----- Supplied data

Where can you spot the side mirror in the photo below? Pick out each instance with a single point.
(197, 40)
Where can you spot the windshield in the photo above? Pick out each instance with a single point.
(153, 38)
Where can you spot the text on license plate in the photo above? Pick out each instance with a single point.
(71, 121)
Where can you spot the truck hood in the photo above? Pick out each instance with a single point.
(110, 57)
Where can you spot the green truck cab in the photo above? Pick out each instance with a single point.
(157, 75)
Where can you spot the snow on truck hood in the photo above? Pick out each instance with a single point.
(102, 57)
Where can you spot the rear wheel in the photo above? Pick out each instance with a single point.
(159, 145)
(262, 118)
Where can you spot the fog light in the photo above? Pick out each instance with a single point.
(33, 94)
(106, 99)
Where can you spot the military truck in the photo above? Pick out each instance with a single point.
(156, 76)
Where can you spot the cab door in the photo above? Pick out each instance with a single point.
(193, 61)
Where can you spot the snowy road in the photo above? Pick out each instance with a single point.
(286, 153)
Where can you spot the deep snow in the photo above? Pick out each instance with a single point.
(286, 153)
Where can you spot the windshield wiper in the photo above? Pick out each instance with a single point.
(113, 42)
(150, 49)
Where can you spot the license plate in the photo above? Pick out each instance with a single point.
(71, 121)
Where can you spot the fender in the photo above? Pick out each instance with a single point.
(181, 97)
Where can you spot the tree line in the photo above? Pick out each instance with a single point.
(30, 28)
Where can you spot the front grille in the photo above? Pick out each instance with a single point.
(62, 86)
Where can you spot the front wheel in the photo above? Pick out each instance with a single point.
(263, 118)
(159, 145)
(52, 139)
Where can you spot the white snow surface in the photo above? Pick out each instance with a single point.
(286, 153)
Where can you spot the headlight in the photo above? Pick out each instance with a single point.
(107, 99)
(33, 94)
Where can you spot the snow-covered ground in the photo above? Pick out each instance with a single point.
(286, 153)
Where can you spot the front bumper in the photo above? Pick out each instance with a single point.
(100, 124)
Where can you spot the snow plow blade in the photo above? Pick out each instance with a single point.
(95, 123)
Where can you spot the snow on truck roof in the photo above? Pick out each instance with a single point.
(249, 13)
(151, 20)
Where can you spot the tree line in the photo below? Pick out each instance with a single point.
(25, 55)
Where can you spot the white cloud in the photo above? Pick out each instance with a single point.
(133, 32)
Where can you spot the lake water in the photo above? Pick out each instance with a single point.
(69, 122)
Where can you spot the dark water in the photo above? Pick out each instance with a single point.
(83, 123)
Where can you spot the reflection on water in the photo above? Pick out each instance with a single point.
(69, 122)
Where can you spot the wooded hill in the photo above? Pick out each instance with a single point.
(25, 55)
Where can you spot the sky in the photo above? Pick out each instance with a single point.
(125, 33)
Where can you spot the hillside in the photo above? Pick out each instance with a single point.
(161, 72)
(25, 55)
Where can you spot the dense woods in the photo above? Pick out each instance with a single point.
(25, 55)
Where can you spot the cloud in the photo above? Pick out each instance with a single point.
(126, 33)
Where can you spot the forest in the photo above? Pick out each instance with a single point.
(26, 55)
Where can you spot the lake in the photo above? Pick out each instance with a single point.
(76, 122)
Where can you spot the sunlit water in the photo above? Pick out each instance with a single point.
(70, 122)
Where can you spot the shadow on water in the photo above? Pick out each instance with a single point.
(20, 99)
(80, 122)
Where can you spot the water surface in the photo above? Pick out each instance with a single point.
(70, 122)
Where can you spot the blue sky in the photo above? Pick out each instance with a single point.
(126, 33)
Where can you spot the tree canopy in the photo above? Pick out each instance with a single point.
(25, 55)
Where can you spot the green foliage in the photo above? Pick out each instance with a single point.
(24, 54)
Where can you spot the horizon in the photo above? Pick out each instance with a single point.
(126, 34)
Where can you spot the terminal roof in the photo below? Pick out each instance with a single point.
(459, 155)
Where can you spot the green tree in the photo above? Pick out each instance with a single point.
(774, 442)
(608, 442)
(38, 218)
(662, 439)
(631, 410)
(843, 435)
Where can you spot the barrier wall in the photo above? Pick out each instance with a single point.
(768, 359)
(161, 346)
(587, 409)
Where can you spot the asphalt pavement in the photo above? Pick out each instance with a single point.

----------

**Problem to work on**:
All of the entries need to be given again, word for word.

**Output of the task**:
Where can you spot the side mirror in the photo below? Pick out each instance with a single point.
(197, 40)
Where can you spot the windshield in the photo above? Pick out each instance with a single point.
(153, 38)
Where can you spot the text on license plate in the photo above? Pick out each instance with a single point.
(71, 121)
Where can you spot the truck hood in the photo above? Pick out each instance with a single point.
(110, 57)
Where can you spot the green truck cab in the photo above? Pick out each instance with a single point.
(157, 75)
Where can you spot the snow on truck hood in the photo above? Pick out each instance with a single point.
(102, 57)
Where can you spot the rear wheel in the photo above? Pick out each instance with a single point.
(159, 145)
(262, 118)
Where can you spot the fog light in the photo above? Pick out each instance with a single point.
(33, 94)
(106, 99)
Where can you spot the military truck in the photo above? Pick out each instance with a single point.
(156, 76)
Where can you spot the cab door in the photo above? Pick out each instance with a single point.
(193, 61)
Where can you spot the snowy road in the photo above? Pick out each instance with a single point.
(286, 153)
Where can you spot the deep snow in the photo above? Pick out each instance with a single point.
(286, 153)
Where can you spot the windshield wiper in the photo above? Pick out each instance with a single point.
(113, 42)
(150, 49)
Where can you spot the license plate in the photo above? Pick out each instance with a single point.
(71, 121)
Where can you spot the fender in the photo above? Pick out each instance with a single point.
(181, 97)
Where can you spot the tree line in the photo above? Pick out each instance with a single point.
(30, 28)
Where can you spot the front grille in the photo above? Pick out each instance with a single point.
(62, 86)
Where can you spot the front wheel in the photo above? Pick out each instance with a single point.
(263, 118)
(159, 145)
(52, 139)
Where can you spot the white snow surface in the photo above? Pick out each instance with a single point.
(286, 153)
Where can you spot the headlight in the photo above? Pick out each instance with a single point.
(107, 99)
(33, 94)
Where can you spot the snow-covered ground in the photo above? Pick out each instance with a single point.
(286, 153)
Where can you spot the front bumper in the photo above? Pick out each instance with a single point.
(100, 124)
Where can you spot the snow plow blade in the photo above? Pick out each instance with a single point.
(95, 123)
Where can you spot the snow on truck roof in the photo above? Pick out each instance with a single point.
(249, 13)
(151, 20)
Where can you spot the tree line in the photo below? Pick out each instance with a single point.
(25, 55)
Where can you spot the white cloud in the photo above? Pick out each instance with a single point.
(133, 32)
Where can you spot the lake water in the photo above? Pick out each instance with a single point.
(69, 122)
Where can you spot the dark water in the photo above? Pick out each instance with a single point.
(83, 123)
Where can you spot the reflection on water in the photo above? Pick out each instance with a single point.
(69, 122)
Where can you spot the wooded hill in the photo above? Pick out each instance with a single point.
(25, 55)
Where can you spot the sky in the photo above? Pick out each instance with a single point.
(125, 33)
Where can you spot the hillside in the photo above? Pick out each instance with a single point.
(161, 72)
(25, 55)
Where can you spot the dense woods in the photo above? Pick out each instance with a single point.
(25, 55)
Where can you spot the cloud in the photo above? Pick out each instance with a single point.
(126, 33)
Where can you spot the forest in the photo above? Pick out each instance with a single point.
(26, 55)
Where can you spot the lake in the photo above? Pick out each instance with a single point.
(76, 122)
Where can you spot the sunlit water in the photo above? Pick out each instance with a single point.
(70, 122)
Where can you spot the shadow on water in the photo above? Pick out each instance with a single point.
(20, 99)
(80, 122)
Where can you spot the water surface in the photo above? Pick out each instance with a single point.
(70, 122)
Where can you spot the blue sky in the photo above? Pick out each instance with a single point.
(126, 33)
Where can you spot the tree canopy in the photo above? Pick out each instance with a single point.
(25, 55)
Where can you spot the green foliage in the photo above? Pick out each instance with a single point.
(24, 54)
Where can you spot the horizon in the photo above? Pick out each instance with a single point.
(126, 34)
Where can you spot the terminal roof in the photo below? Pick out each instance with a single point.
(459, 155)
Where can you spot the green tree in the photo above? Pick out each instance with a single point.
(774, 442)
(608, 442)
(38, 218)
(662, 439)
(631, 410)
(843, 435)
Where can you spot the barrier wall in the photo above? Pick out each instance with a single point.
(768, 359)
(161, 346)
(587, 409)
Where can you spot the asphalt pavement in the photo above? Pick out each instance with a single point.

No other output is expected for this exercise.